BEGIN

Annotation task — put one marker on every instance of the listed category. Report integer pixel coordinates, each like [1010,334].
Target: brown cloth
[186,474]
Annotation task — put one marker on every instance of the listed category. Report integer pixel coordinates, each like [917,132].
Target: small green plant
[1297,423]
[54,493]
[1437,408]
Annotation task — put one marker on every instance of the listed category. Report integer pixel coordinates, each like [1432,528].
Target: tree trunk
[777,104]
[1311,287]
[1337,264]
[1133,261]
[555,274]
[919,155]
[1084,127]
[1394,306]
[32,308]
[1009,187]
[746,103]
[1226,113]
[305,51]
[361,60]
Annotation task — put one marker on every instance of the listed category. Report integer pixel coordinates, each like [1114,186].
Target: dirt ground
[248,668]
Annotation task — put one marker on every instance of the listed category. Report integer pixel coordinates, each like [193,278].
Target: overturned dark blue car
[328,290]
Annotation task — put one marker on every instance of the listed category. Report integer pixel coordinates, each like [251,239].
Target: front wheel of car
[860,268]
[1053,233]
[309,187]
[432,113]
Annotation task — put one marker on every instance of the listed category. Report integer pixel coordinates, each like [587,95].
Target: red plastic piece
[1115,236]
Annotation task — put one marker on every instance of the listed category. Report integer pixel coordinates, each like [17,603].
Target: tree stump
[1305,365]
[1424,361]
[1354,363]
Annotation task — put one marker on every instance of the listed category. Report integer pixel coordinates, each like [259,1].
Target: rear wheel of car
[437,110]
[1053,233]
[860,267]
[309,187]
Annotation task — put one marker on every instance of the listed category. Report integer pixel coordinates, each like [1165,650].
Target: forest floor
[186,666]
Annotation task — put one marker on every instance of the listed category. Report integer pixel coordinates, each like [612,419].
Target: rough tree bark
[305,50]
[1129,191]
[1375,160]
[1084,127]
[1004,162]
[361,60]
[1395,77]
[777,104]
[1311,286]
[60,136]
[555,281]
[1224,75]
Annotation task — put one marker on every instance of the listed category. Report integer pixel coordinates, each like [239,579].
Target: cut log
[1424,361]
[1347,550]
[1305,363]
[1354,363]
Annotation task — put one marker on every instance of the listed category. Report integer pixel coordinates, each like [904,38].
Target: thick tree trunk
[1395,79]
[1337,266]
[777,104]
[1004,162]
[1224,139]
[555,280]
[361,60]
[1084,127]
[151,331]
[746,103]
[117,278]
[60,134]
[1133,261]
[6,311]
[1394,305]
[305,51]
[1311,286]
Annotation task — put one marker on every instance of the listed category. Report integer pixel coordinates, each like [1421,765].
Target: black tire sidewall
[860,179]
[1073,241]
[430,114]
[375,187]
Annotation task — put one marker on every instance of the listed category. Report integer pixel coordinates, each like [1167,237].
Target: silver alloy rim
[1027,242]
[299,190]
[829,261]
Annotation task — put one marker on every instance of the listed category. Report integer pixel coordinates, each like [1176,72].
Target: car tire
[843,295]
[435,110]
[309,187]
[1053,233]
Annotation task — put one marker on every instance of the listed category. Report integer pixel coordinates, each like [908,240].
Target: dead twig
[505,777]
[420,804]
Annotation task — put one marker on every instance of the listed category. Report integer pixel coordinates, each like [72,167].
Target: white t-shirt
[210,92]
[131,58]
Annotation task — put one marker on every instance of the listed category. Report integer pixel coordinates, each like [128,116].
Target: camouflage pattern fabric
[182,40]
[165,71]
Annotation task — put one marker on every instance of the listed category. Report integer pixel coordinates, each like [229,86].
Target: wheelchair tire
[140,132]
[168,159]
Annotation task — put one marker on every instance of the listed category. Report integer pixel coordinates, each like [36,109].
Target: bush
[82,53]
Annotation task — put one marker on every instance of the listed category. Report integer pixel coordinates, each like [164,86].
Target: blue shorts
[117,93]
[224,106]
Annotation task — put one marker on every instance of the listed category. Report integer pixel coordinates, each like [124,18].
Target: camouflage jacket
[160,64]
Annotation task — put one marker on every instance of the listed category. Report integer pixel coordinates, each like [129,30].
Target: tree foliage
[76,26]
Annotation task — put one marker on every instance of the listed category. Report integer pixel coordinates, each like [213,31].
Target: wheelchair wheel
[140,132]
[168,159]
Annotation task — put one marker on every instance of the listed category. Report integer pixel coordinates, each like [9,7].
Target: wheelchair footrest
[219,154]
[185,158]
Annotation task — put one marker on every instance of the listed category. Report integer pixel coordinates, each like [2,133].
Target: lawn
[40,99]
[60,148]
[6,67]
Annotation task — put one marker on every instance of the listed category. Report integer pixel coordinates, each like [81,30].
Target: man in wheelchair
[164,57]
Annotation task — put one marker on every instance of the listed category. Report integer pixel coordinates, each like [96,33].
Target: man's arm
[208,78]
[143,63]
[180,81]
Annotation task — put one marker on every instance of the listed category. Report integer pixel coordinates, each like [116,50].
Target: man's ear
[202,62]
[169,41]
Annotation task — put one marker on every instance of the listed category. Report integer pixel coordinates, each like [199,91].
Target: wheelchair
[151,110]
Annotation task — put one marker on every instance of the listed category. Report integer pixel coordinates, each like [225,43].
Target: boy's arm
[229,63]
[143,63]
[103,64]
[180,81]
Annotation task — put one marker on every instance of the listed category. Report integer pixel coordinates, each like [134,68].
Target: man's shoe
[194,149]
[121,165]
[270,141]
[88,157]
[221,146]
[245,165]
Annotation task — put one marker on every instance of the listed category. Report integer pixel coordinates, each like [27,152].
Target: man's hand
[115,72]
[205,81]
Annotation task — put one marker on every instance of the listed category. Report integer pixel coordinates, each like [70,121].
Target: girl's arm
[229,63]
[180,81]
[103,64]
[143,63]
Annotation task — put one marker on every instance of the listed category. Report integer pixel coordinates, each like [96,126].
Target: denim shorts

END

A word-for-word restatement of all the records is required.

→ **Task solution**
Annotation task — put one marker on every instance of the listed category. Report integer pixel coordinates, each like [1010,334].
Target: brown cloth
[186,474]
Annotation task — put one marker on every instance of the listed category. Report integer pixel coordinates, each like [917,132].
Target: small green plant
[1297,423]
[54,493]
[1437,408]
Annotation task — put one marker on every instance of the listed category. Report integer pixel coordinates, each like [1432,528].
Target: tree trunk
[777,104]
[1311,287]
[1337,264]
[1133,261]
[555,274]
[919,155]
[1084,127]
[1394,306]
[32,308]
[1009,187]
[746,103]
[1226,113]
[305,51]
[361,60]
Annotation task — put one marker on every instance of the listed category. Report integer pixel coordinates, each like [1114,186].
Target: dirt ground
[248,668]
Annotation task — put one marker on every instance of the listed category. Report integer pixel coordinates, each like [193,278].
Target: overturned dark blue car
[328,290]
Annotation task — put one marker on every instance of the listed category. Report integer pixel coordinates, each like [251,239].
Target: front wheel of car
[860,268]
[1053,233]
[309,187]
[432,113]
Annotation task — put one marker on every instance of the listed category. Report integer pixel coordinates, each like [587,95].
Target: red plastic piece
[1115,236]
Annotation task — put one marker on every instance of the listed category. Report integer pixel coordinates, each like [17,603].
Target: tree stump
[1305,365]
[1424,361]
[1354,363]
Annotation task — put one marker on every instance of the listed category. Report integer pixel coordinates, each like [259,1].
Target: rear wheel of car
[437,110]
[1053,233]
[860,267]
[309,187]
Annotation task — put one marker on every instance of the listed category. Report integer pixel coordinates, each like [1165,650].
Target: forest floor
[186,666]
Annotation task — put one marker on every instance of the listed category. Report integer pixel coordinates, each like [612,419].
Target: rough tree bark
[305,50]
[1129,191]
[1375,160]
[1084,127]
[1004,162]
[361,60]
[1395,77]
[777,104]
[1311,286]
[60,136]
[555,281]
[1224,75]
Annotation task — put one marker on every instance of the listed category. Report integer pixel coordinates, each like [239,579].
Target: cut log
[1424,361]
[1347,550]
[1305,363]
[1354,363]
Annotation task — put one marker on every instance of the listed category. Report integer pixel coordinates, each like [904,38].
Target: thick tree trunk
[1395,79]
[1337,266]
[777,104]
[1004,162]
[1224,139]
[555,280]
[361,60]
[1084,127]
[151,331]
[746,103]
[117,278]
[60,134]
[1133,261]
[6,311]
[1394,305]
[305,51]
[1311,286]
Annotation task — put one marker on every instance of the listed category. Report integer pixel coordinates, each like [1421,765].
Target: black tire sidewall
[860,179]
[1073,241]
[430,114]
[375,187]
Annotation task — put one marker on every instance of the listed category. Report integer pixel coordinates, each like [1167,237].
Target: silver alloy rim
[1027,242]
[299,190]
[829,261]
Annotation task — put one marker on every instance of the listed category. Report integer pixel coordinates, each like [1176,72].
Target: car tire
[843,295]
[435,110]
[309,187]
[1053,233]
Annotation task — put one marker on every instance of the listed category. Report integer pixel coordinates, each like [908,240].
Target: dead twig
[505,777]
[420,804]
Annotation task — put one marker on every instance of the listed category. Report integer pixel coordinates, each like [72,167].
Target: white t-shirt
[210,92]
[131,58]
Annotation task — put one marker on every instance of the listed category. Report integer pixel coordinates, each like [128,116].
Target: camouflage pattern fabric
[182,40]
[165,71]
Annotation task — put one marker on every instance of the listed category. Report integer pixel coordinates, each like [229,86].
Target: wheelchair tire
[140,132]
[168,159]
Annotation task — put one marker on every instance of the listed category. Report integer pixel coordinates, each like [36,109].
Target: bush
[82,53]
Annotation task — put one marker on every instance of the listed category. Report integer pixel coordinates, each like [164,86].
Target: blue shorts
[117,93]
[224,106]
Annotation task — put one marker on every instance of the listed category. Report integer pixel coordinates, each like [124,18].
Target: camouflage jacket
[160,64]
Annotation task — put one marker on every instance of the listed category. Report integer pixel coordinates, each like [129,30].
Target: tree foliage
[76,26]
Annotation task — put one marker on every instance of the listed category. Report integer pixel coordinates, each like [213,31].
Target: wheelchair wheel
[140,132]
[168,159]
Annotation task — put one marker on every instance of the listed category. Report integer pixel coordinates, each like [9,7].
Target: wheelchair footrest
[219,154]
[185,158]
Annotation task — put one marker on every instance of the listed category. Report integer pixel coordinates, each like [2,133].
Target: lawn
[40,99]
[60,148]
[6,67]
Annotation task — put one marker on every instance of the listed category. Report integer pixel coordinates, each like [81,30].
Target: man in wheelchair
[164,57]
Annotation task — put one marker on every instance of the listed category. Report integer pixel coordinates, each like [96,33].
Target: man's arm
[208,78]
[143,63]
[180,81]
Annotation task — put one marker on every instance of the listed category. Report integer pixel coordinates, each like [116,50].
Target: man's ear
[202,62]
[169,41]
Annotation task — put one marker on every instance of the listed category. Report integer pixel coordinates, each like [199,91].
Target: wheelchair
[151,110]
Annotation task — put one marker on every instance of the listed category. Report integer pixel coordinates, each like [225,43].
Target: boy's arm
[229,63]
[143,63]
[103,64]
[180,81]
Annotation task — put one marker on every instance of the listed category. Report integer pixel coordinates, each like [134,68].
Target: man's shoe
[194,149]
[121,165]
[270,141]
[88,157]
[221,146]
[245,165]
Annotation task — put one marker on every instance of the listed category. Report integer pixel coordinates, each like [27,152].
Target: man's hand
[115,72]
[205,81]
Annotation task — put one marker on every instance of the listed category. Report integer pixel coordinates, each like [70,121].
Target: girl's arm
[229,63]
[180,81]
[103,64]
[143,63]
Annotation task — put one marker on every instance of the listed category. Report integer pixel coordinates, each like [96,126].
Target: denim shorts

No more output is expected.